* _読む文章_
大規模災害発生時に被害状況を把握しやすくしようと、南消防署はこのほど、建物の屋上から情報収集を行えるようにする覚書を病院など区内4事業所と締結した。大地震で火災の延焼や津波が懸念される区東部を中心に見渡せるようにし、多くの情報を集めることで、消火、救助活動に役立てる方針だ。
大規模災害発生時は通信手段、ライフラインの途絶、道路の寸断などで被害規模全体の把握が困難になることが予想される。南区全体に及ぶ災害が起きた際、消防が被害の全体像をつかむために高い場所から区内を見渡そうとしても、消防署屋上や高台にある清水ヶ丘公園などからしか把握できなかった。マンションなどの高層建物が増えたこともあり、状況をつかめる高い場所が必要になった。
そこで南消防署は、関東学院中学高校(三春台)、県立こども医療センター(六ツ川)、南図書館(弘明寺町)、市大附属総合医療センター(浦舟町)の4事業所と緊急時に施設屋上を情報収集場所として使用できるようにする覚書を締結した。
震度5強以上の地震発生時や東京湾内に津波警報が出た際などに消防職員が事業所へ二輪車で向かい、屋上から状況を把握する。そこで得た情報は災害対策本部に伝える。また、建物の屋上は電波が伝わりやすく、無線中継が確実にできるという利点もある。

* _データの抜粋_
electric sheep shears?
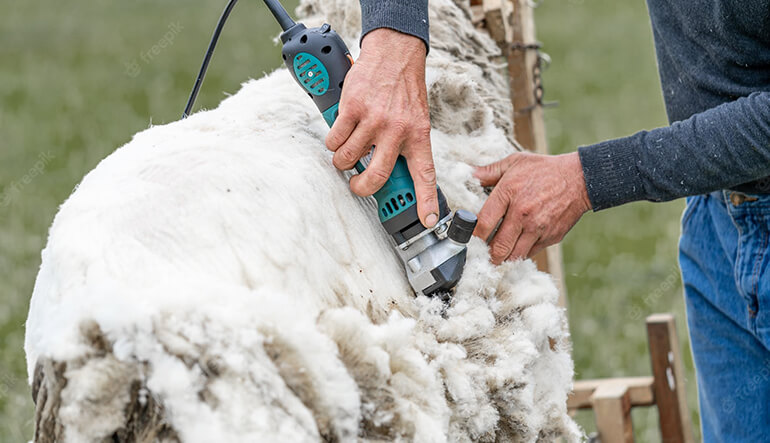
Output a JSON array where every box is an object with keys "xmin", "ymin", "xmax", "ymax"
[{"xmin": 183, "ymin": 0, "xmax": 477, "ymax": 298}]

* _やること_
南消防署の覚書についての文章によると、消防署が区内の建物の屋上を使えるようにする必要があったのはなぜですか。1〜3文で説明してください。 この資料は、上の文章とは別のところから取ったものです。

* _この答え_
大規模災害のときは、通信手段やライフラインが途絶えたり道路が寸断されたりして、被害の全体像をつかむのが難しくなると予想されます。それなのに、高い場所から区内を見渡せるのは消防署の屋上や清水ヶ丘公園などに限られていました。さらにマンションなどの高層建物が増えたため、状況をつかめる高い場所が必要になりました。